START Passage

BP: I want to hear about how you created the town of Crow-on-Sea because, genuinely, I feel I could draw an accurate map of the place. There is a level of detail in your description of this town through its history, its buildings and its inhabitants that is just not seen in contemporary fiction anymore.
EC: Well, I pinched a lot of stuff from Scarborough. My partner lived in Scarborough when he was a teenager, and his parents still live there. So, there are bits and bobs that are pinched from anecdotes and local news stories, like the donkey strangling stuff, that happened in Scarborough.

BP: Wait, the donkey strangling was real!?
EC: That was real!

BP: Oh my god, I was laughing so much at that because, I don’t know, the idea of donkey strangling is just so funny.
EC: Very funny. It’s just two very funny words to put together. Actually, it was the donkey strangling that led me to giving the novel this British seaside setting. Also, the guy shooting seagulls with a crossbow, that was Scarborough.

BP: This is mind-blowing.
EC: It’s basically a lot of these local news stories that I heavily embellished and stuff I made up.

“I read In Cold Blood by Truman Capote, and I was really knocked back by it”

BP: The central crime in the book is very brutal. And I like that you made it about these young girls who just took things way too far. What led you to this specific crime and this specific group of girls?
EC: My two main inspirations were the Shanda Sharer murder which happened in the 90s in the States, which is probably the most direct comparison [In 1992, 12-year-old Shanda Sharer was tortured and burned to death by a group of older teenage girls]. And there are some aspects that are drawn from the Suzanne Capper murder, which also happened in the 1990s, but her murder coincided with the Jamie Bulger murder trial, so nobody has heard of that case even though it’s very extreme and very awful. That’s where the idea of a crime getting buried by a story that is dominating the news cycle came from.

BP: One thing I really loved about Penance was how much of early 2010s Tumblr you put in there. All the creepypasta stuff and references to Slenderman. I feel that was such a huge part of the adolescence of our generation.

END Passage

▶ Directions:
• a. According to the interview, where did the novel's idea of a crime being buried by a story that dominates the news cycle come from? Answer in one to three sentences.
• b. Retype the stretch of the interview from "BP: Wait, the" through "stuff I made up.".
The records have nothing to do with the interview.

START Recorded information

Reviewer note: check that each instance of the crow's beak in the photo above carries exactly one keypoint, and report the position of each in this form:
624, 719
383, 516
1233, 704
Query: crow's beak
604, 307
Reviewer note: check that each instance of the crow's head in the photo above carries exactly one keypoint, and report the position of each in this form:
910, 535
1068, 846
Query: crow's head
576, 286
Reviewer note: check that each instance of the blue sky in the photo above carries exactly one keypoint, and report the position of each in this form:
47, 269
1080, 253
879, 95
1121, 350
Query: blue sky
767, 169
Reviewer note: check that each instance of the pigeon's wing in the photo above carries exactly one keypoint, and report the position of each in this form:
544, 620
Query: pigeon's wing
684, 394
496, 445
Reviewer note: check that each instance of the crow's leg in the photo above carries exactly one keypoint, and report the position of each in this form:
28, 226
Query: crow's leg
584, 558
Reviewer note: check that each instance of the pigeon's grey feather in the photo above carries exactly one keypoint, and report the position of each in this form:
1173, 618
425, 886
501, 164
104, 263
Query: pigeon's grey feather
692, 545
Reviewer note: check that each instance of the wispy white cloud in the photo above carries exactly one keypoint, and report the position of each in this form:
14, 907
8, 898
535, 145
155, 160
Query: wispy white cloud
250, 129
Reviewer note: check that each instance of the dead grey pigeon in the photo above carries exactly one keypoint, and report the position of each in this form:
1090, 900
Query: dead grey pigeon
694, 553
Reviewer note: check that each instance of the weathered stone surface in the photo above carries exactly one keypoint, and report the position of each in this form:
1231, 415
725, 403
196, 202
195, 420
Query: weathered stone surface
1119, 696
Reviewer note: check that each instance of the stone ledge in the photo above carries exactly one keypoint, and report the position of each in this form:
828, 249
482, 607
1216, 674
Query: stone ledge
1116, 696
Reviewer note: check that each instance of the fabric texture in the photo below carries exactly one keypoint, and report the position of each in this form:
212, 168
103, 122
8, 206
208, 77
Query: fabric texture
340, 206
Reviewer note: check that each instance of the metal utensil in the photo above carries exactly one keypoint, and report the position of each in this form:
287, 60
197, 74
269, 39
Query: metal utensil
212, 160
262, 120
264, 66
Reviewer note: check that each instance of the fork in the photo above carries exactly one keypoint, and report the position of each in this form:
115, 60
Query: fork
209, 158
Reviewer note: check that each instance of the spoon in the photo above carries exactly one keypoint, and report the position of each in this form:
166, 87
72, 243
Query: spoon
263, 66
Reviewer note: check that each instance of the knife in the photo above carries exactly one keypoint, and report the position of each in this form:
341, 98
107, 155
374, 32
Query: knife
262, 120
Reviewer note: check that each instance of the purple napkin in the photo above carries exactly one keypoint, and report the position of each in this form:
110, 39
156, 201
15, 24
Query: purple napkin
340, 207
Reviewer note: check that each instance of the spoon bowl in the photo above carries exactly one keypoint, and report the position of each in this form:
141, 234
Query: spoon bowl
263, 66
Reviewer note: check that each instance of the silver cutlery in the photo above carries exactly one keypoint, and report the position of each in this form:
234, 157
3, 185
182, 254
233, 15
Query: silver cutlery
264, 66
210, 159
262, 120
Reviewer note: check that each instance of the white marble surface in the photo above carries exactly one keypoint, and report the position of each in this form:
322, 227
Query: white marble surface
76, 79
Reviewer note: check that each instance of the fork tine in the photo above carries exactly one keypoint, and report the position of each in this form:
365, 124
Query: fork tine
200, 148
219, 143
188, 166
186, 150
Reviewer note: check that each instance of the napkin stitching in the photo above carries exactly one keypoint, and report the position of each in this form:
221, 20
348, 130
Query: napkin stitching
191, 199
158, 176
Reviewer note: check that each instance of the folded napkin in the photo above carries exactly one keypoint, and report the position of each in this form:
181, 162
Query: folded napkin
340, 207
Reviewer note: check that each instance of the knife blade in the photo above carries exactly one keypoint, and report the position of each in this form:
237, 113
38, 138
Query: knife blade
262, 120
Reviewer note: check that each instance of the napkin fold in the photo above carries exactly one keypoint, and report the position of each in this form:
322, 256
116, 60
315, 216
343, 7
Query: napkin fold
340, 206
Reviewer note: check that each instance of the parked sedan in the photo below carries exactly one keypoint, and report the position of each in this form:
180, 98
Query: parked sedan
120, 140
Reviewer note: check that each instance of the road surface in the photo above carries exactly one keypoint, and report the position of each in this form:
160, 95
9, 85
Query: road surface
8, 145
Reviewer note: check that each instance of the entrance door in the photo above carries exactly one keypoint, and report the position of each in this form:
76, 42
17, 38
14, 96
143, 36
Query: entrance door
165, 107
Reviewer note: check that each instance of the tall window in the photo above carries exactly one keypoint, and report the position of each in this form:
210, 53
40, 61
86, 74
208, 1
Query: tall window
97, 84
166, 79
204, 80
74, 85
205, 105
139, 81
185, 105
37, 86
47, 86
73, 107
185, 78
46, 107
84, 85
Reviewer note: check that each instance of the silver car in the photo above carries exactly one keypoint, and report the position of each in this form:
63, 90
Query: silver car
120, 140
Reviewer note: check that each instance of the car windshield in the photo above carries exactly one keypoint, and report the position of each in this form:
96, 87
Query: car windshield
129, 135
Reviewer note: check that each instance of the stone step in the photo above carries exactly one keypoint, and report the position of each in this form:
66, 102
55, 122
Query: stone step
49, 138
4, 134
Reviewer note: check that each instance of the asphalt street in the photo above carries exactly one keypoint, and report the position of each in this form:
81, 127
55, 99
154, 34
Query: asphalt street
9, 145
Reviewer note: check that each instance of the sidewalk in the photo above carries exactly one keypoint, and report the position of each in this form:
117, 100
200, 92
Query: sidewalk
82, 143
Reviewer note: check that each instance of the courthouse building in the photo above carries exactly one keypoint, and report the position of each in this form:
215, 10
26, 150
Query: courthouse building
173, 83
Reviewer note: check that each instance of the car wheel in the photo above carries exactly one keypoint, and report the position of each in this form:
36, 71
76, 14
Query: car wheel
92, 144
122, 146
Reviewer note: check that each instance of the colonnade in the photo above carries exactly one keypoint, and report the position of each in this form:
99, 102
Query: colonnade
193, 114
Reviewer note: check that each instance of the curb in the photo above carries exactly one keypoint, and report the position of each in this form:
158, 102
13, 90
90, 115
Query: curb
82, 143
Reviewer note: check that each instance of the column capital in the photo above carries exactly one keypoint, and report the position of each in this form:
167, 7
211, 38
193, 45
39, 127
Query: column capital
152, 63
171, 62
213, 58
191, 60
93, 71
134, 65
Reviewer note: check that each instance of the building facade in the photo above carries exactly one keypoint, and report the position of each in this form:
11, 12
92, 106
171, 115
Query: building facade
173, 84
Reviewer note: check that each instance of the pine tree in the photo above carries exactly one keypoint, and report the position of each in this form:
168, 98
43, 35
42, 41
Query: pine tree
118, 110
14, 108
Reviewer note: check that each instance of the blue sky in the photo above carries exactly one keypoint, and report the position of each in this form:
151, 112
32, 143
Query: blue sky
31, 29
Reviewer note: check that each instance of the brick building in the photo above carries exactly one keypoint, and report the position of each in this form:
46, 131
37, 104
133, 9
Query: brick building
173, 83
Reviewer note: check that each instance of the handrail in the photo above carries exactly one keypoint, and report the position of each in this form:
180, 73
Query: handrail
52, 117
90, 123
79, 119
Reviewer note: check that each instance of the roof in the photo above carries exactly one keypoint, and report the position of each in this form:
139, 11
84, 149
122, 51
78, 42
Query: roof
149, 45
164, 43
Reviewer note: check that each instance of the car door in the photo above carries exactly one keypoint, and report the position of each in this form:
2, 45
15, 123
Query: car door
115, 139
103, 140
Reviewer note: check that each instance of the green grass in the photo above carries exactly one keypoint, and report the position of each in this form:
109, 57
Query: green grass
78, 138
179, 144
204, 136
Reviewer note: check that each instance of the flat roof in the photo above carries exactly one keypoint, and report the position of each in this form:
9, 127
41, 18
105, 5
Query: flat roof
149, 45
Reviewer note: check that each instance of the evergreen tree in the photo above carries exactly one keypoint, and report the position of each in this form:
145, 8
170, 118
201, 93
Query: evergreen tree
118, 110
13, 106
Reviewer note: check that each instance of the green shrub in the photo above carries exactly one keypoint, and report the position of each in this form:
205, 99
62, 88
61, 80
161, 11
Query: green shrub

END Recorded information

▶ Response list:
• a. It came from the Suzanne Capper murder in the 1990s, which coincided with the Jamie Bulger murder trial. Because of that timing, nobody has heard of the Capper case even though it was very extreme and very awful.

• b.
BP: Wait, the donkey strangling was real!?
EC: That was real!

BP: Oh my god, I was laughing so much at that because, I don’t know, the idea of donkey strangling is just so funny.
EC: Very funny. It’s just two very funny words to put together. Actually, it was the donkey strangling that led me to giving the novel this British seaside setting. Also, the guy shooting seagulls with a crossbow, that was Scarborough.

BP: This is mind-blowing.
EC: It’s basically a lot of these local news stories that I heavily embellished and stuff I made up.